Object position labeling entries
+ + + +

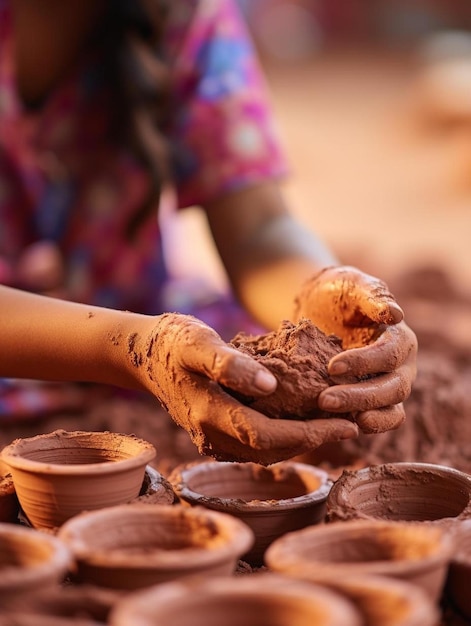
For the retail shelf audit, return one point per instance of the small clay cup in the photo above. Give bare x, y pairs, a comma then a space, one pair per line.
75, 603
30, 559
271, 500
155, 489
9, 505
382, 600
419, 492
137, 545
418, 553
459, 575
60, 474
262, 599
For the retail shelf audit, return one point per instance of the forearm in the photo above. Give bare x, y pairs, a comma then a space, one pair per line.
269, 288
268, 255
50, 339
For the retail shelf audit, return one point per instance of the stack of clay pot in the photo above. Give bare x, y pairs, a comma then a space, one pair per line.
377, 547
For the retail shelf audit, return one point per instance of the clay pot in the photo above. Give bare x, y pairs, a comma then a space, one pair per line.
137, 545
60, 474
260, 600
155, 489
418, 553
459, 574
382, 600
9, 505
271, 500
30, 559
69, 604
421, 492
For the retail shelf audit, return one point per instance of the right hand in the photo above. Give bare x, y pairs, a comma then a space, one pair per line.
185, 363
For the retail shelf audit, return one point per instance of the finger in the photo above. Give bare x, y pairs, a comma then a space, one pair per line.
375, 393
240, 433
387, 353
206, 353
370, 297
381, 420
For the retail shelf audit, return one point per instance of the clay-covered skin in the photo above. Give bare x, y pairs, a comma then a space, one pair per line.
188, 367
335, 301
298, 355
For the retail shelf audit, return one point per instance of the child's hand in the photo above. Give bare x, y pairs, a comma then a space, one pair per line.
185, 363
379, 346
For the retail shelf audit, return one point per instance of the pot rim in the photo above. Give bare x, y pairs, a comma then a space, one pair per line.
12, 455
58, 561
268, 586
239, 538
282, 555
317, 496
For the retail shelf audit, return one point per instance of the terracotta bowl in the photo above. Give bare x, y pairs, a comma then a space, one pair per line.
459, 576
271, 500
137, 545
402, 492
30, 559
66, 602
382, 600
155, 489
9, 505
418, 553
60, 474
258, 600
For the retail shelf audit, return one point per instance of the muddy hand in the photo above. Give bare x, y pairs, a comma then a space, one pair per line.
346, 302
380, 349
186, 362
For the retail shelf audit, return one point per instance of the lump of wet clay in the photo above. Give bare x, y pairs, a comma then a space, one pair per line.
298, 355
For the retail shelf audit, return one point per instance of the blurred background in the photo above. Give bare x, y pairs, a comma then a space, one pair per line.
373, 104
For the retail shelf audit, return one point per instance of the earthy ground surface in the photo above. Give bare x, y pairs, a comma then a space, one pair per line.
392, 194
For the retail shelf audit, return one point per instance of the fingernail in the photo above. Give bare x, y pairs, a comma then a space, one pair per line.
396, 313
338, 368
330, 403
350, 433
264, 380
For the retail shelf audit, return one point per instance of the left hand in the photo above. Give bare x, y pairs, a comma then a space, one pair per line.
379, 348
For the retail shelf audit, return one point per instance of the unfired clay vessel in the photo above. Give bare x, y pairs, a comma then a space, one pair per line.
459, 577
68, 604
421, 492
30, 560
382, 600
155, 489
137, 545
9, 505
271, 500
60, 474
263, 599
419, 553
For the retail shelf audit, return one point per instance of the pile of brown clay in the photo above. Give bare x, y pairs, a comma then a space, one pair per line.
298, 355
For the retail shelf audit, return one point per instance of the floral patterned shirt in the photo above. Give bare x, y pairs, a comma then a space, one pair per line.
61, 180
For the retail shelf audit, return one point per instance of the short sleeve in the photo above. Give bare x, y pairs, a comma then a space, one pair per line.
223, 134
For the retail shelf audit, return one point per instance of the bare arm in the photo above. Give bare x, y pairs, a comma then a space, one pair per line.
50, 339
268, 255
177, 358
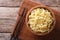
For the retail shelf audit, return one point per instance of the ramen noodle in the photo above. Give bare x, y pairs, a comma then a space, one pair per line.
40, 20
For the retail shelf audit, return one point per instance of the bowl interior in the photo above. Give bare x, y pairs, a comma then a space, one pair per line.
39, 33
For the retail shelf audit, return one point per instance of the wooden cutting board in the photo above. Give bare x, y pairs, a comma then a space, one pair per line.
25, 34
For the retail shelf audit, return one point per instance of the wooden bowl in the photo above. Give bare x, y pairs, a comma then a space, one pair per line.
52, 26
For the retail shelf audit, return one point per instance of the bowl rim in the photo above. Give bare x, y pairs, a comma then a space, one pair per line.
49, 9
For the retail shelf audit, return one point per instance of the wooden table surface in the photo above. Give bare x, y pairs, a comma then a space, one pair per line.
9, 12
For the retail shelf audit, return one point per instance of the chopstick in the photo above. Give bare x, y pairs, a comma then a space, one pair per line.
19, 24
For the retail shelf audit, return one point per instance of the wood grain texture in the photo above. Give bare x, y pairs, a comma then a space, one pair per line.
5, 36
17, 2
10, 2
26, 34
9, 17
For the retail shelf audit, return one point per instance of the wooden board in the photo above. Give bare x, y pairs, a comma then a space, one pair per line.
25, 34
16, 3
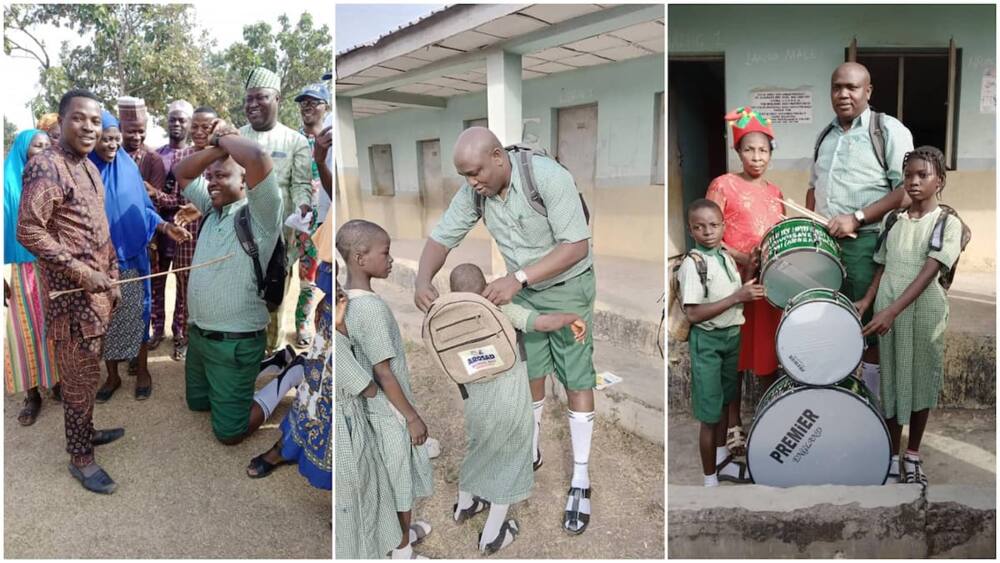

+ + + +

What you need to do:
Output every line of the listing above as a JSON list of strings, one string per line, skipping blank lines and leaving out the pictures.

Exercise answer:
[
  "For the retail shelf audit, return one point per instance of the small clay cup in the photo above. Give bare x, y pairs, a comma then a space, one pair per line.",
  "75, 603",
  "30, 559",
  "271, 500",
  "155, 489",
  "9, 505",
  "382, 600",
  "419, 492",
  "137, 545",
  "418, 553",
  "459, 575",
  "60, 474",
  "262, 599",
  "For the retail shelf audit, return one point per instance of the forearm in the photo above. Give bare x, y pairs, a comma then a space, one pair per line.",
  "269, 288",
  "268, 255",
  "50, 339",
  "For the retail shelf audit, return one point per instance of the stack of clay pot in the photo above. Give bare x, y pairs, a comma then a space, one pair per line.",
  "377, 547",
  "For the retail shelf audit, return one point per instance of the clay pot in the photo above. Give bare x, y pairs, a comma then a space, one pair per line.",
  "137, 545",
  "60, 474",
  "260, 600",
  "155, 489",
  "418, 553",
  "459, 574",
  "382, 600",
  "9, 505",
  "271, 500",
  "30, 559",
  "69, 604",
  "421, 492",
  "For the retail shelf audit, return one point per instance of the right hand in the photo above. Give bare x, y pairs, a comma then a space, one pair per line.",
  "185, 363",
  "For the retail shelf audit, return one point per instance of the finger in the photo above. Give bare x, y pairs, a comma then a space, one pair per line.",
  "375, 393",
  "240, 433",
  "387, 353",
  "206, 353",
  "370, 297",
  "381, 420",
  "For the retail shelf audit, return one point per instance of the clay-covered skin in the photo above. Give bare x, y pairs, a comma then a space, one pair per line.",
  "188, 367",
  "335, 301",
  "298, 355",
  "For the retail shelf audit, return one point per instance of the child's hand in the photo above. Give bare x, y pairs, a comma then a space, one pair per line.",
  "185, 363",
  "379, 346",
  "For the retail shelf audit, return one point per instance of the pot rim in the photo above. Give bare x, y pairs, a comma then a space, one pair per line.",
  "12, 455",
  "58, 561",
  "268, 586",
  "239, 538",
  "282, 555",
  "317, 496",
  "For the retail shelf audit, return one point per instance of the terracotta bowl in the photo above. Give bare x, y pairs, a comma then a space, one pair per line.",
  "459, 576",
  "271, 500",
  "137, 545",
  "402, 492",
  "30, 559",
  "66, 602",
  "382, 600",
  "155, 489",
  "9, 505",
  "418, 553",
  "60, 474",
  "258, 600",
  "For the retail shelf audit, return one point per instance of the muddy hand in the photo above. Give bare x, y pairs, a comma then a space, one pair per line.",
  "346, 302",
  "380, 349",
  "186, 362",
  "For the retail shelf audit, return one point per instance of the lump of wet clay in the photo above. Give bare x, y pairs, a comma then a space, one pair per line.",
  "298, 355",
  "For the retail shelf audit, return one point per instance of the blurred background in the photo above. Give bare x, y pairs, a comma then a space, one pair per line.",
  "373, 104",
  "For the retail shelf audit, return one point per instance of the earthy ground surface in the photo above. Give bare x, y pairs, a comma then a space, one pair per line.",
  "392, 194",
  "For the retail shelf audit, return one point per instance of the fingernail in the photo above. Give bare x, y pairs, a comma then a space, one pair per line.",
  "396, 313",
  "338, 368",
  "330, 403",
  "350, 433",
  "264, 380",
  "For the retail shelf audit, return one point per instance of the left hand in the photo above. Give bare x, y pairs, a comma then a space, one pair per line.",
  "379, 348",
  "For the retail shelf audit, return one point per instance of the unfired clay vessel in the photo above. Give bare x, y pairs, a comma then a space, one pair per line.",
  "459, 577",
  "68, 604",
  "421, 492",
  "30, 560",
  "382, 600",
  "155, 489",
  "137, 545",
  "9, 505",
  "271, 500",
  "60, 474",
  "263, 599",
  "419, 553",
  "For the retail shelf audit, return one point per instance of the pile of brown clay in the photo above. Give bare x, y pairs, a comma then a space, one pair per line.",
  "298, 355",
  "For the retail shelf audit, return one point per instance of the floral patterned shirt in the photo above. Give bare x, y pairs, a comma then a space, one pair per line.",
  "61, 180",
  "For the retail shelf audit, return one point per instance of the short sleeve in the photo above. Give bare x, y pairs, a comma then a space, one pair per line.",
  "223, 134",
  "For the retail shelf audit, return one point per instance of the bare arm in the photo above. Give bare x, y pairs, a comma then a space, one pair per line.",
  "50, 339",
  "268, 255",
  "177, 358",
  "For the retail shelf audit, return one point per instance of the ramen noodle in the photo above. Give bare x, y pairs, a comma then a space, one pair per line.",
  "40, 20",
  "For the retail shelf audit, return one point per instance of the bowl interior in the photo above. Give bare x, y pairs, a comma then a space, one pair per line.",
  "39, 33",
  "For the retail shelf audit, return one point per instance of the wooden cutting board in the photo above. Give bare x, y pairs, a comma then a space, one pair per line.",
  "25, 34",
  "For the retail shelf audit, return one point per instance of the wooden bowl in the photo above. Give bare x, y pairs, a comma then a space, one pair per line.",
  "52, 26",
  "For the retail shelf audit, return one point per instance of the bowl rim in the photo above. Give bare x, y pairs, a comma then a space, one pair per line.",
  "49, 9",
  "For the retail shelf audit, return one point per instance of the wooden table surface in the photo above. Give bare x, y pairs, a comma then a space, one pair per line.",
  "9, 12",
  "For the retail shelf audit, return one point per instance of the chopstick in the photo above. Give bare x, y pairs, a comma then a space, one pair per line.",
  "19, 24",
  "For the retail shelf audit, return one point per instance of the wood grain texture in the photo above. Give bare x, y pairs, a comma then a space, one pair per line.",
  "5, 36",
  "17, 2",
  "10, 2",
  "26, 34",
  "9, 17",
  "For the retail shelf audit, return one point per instance of the wooden board in the photo above. Give bare x, y pairs, a comma then a space, one pair per line.",
  "25, 34",
  "16, 3"
]